Her paintings have been exhibited across Australia and are held in private collections. Quigley continues to refine a practice centred on presence, materiality, and the evolving emotional resonance of both figurative and abstraction, offering viewers a space for reflection and connection.
Criss Chaney
Criss Chaney is a multidisciplinary visual artist based in Berwick. Over the past decade, she has exhibited internationally across the United States, the UK, Austria, and Australia, and contributes to Melbourne’s creative landscape through both studio and public art.
Her practice is grounded in Urban Pop Art and neo-feminist art, blending expressive painterly techniques with graffiti, collage, and bold typography. Working across acrylic, oil, ink, spray paint, cyanotype, and gold leaf, she builds layered, tactile surfaces that mirror the complexity of competing identities.
Solitary female figures positioned within richly layered visual environments anchor her work. Her paintings invite viewers to slow down and engage with the space between what is seen and what is felt—exploring the shifting boundary between external perception and internal experience.
Drawing from the grit of city walls, fluorescent pinks and purples reclaim softness as strength. Her work explores vulnerability, power, gender, and cultural value systems—holding space for contradiction, curiosity, and subversion.
Cyndy Broekers
Cyndy Broekers is a Melbourne-based mixed media artist known for her evocative, story-rich paintings rooted in personal memory and shared cultural nostalgia.
..............................
** Problem set **
- A) In the artist profiles, where is Criss Chaney based?
- B) From the artist profiles, extract the part that opens with the words containing "Drawing from the" and closes with "shared cultural nostalgia.".
- C) Which materials does Criss Chaney work across, according to the artist profiles?
None of the rows are needed for this.

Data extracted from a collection
..............................
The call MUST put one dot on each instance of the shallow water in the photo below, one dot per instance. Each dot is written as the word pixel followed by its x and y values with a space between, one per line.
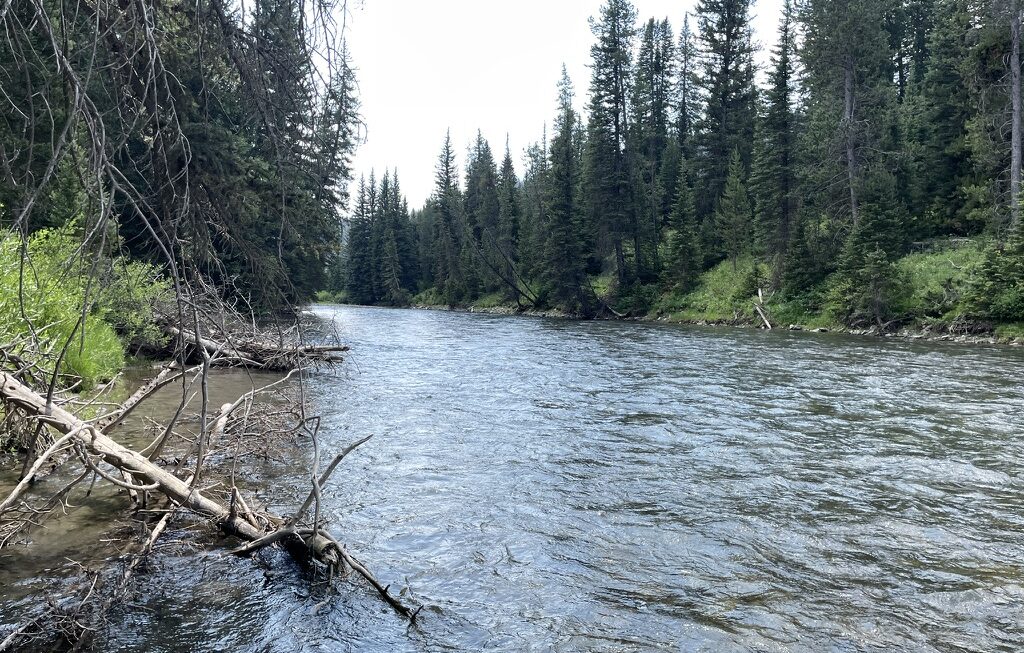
pixel 551 485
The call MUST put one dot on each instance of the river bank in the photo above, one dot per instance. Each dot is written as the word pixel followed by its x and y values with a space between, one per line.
pixel 990 338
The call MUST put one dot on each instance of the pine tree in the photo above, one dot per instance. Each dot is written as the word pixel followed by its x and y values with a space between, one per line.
pixel 481 209
pixel 564 263
pixel 607 174
pixel 509 214
pixel 847 58
pixel 359 260
pixel 727 86
pixel 686 262
pixel 774 178
pixel 649 136
pixel 448 236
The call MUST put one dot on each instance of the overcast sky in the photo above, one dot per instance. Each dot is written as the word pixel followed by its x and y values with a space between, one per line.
pixel 425 67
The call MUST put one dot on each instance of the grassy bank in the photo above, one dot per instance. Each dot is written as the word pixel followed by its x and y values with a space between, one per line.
pixel 931 292
pixel 78 312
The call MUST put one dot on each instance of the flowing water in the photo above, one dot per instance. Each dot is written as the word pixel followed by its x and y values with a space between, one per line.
pixel 549 485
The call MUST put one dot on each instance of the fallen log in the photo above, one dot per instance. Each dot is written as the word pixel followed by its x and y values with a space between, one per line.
pixel 147 476
pixel 259 354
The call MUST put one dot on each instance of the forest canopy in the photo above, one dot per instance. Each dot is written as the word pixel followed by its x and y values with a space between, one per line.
pixel 878 130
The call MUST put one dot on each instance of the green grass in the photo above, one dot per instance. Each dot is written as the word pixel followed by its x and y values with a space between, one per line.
pixel 723 295
pixel 327 297
pixel 934 284
pixel 429 297
pixel 1013 331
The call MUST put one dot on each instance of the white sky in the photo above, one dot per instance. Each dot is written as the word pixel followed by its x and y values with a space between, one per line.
pixel 427 66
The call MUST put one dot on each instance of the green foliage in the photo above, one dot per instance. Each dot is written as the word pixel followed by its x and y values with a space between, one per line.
pixel 936 283
pixel 45 298
pixel 998 294
pixel 863 293
pixel 725 293
pixel 128 300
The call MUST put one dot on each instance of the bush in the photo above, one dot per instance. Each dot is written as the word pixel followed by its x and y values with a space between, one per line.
pixel 865 293
pixel 42 300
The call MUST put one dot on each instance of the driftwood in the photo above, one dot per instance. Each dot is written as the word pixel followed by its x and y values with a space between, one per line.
pixel 142 475
pixel 260 354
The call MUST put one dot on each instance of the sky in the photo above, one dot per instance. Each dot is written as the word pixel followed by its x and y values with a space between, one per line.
pixel 426 67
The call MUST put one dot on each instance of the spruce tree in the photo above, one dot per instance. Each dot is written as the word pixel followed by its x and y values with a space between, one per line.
pixel 649 136
pixel 448 232
pixel 686 261
pixel 607 170
pixel 727 86
pixel 564 264
pixel 359 259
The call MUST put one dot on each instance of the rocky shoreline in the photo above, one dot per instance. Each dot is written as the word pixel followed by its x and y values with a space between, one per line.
pixel 907 334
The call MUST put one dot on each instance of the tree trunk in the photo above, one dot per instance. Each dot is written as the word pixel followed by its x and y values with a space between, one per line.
pixel 1015 91
pixel 851 163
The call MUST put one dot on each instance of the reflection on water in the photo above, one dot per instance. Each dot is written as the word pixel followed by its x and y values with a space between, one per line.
pixel 555 485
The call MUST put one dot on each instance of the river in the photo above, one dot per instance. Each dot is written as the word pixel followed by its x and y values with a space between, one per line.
pixel 555 485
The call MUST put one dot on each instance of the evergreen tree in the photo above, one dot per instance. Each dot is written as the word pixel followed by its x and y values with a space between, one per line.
pixel 481 209
pixel 733 213
pixel 448 236
pixel 649 137
pixel 686 262
pixel 359 266
pixel 727 87
pixel 851 117
pixel 607 173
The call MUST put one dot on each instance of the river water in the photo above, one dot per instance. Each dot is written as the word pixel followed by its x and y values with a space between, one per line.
pixel 553 485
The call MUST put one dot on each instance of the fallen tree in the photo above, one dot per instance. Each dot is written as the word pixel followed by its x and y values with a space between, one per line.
pixel 139 474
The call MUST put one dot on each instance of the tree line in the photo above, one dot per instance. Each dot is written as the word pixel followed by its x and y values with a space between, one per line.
pixel 879 124
pixel 212 138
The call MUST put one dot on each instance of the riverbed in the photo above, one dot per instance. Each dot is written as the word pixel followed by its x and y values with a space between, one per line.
pixel 556 485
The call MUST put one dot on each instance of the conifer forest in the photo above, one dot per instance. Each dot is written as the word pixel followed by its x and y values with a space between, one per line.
pixel 716 346
pixel 881 141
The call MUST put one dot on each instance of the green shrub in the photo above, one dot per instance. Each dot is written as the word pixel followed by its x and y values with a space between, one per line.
pixel 935 283
pixel 42 295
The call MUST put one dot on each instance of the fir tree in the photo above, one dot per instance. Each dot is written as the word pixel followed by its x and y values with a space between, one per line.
pixel 564 266
pixel 774 167
pixel 733 214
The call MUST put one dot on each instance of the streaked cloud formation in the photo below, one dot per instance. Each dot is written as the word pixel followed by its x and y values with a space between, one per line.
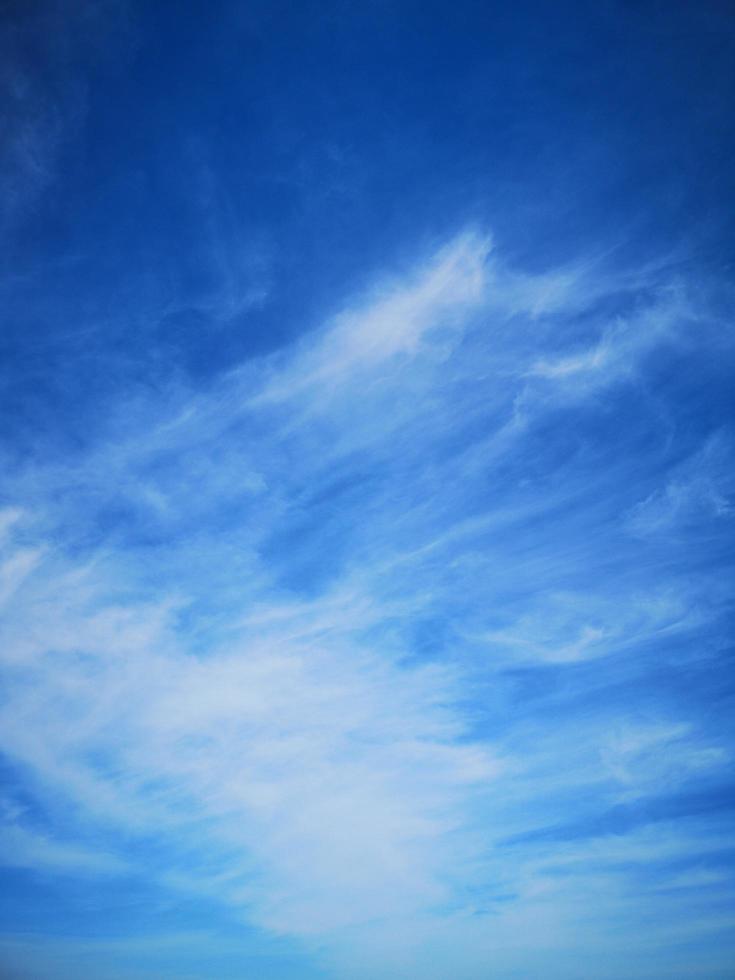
pixel 392 644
..............................
** Answers to the tasks **
- A) Berwick

- B)
Drawing from the grit of city walls, fluorescent pinks and purples reclaim softness as strength. Her work explores vulnerability, power, gender, and cultural value systems—holding space for contradiction, curiosity, and subversion.
Cyndy Broekers
Cyndy Broekers is a Melbourne-based mixed media artist known for her evocative, story-rich paintings rooted in personal memory and shared cultural nostalgia.

- C) Acrylic, oil, ink, spray paint, cyanotype, and gold leaf.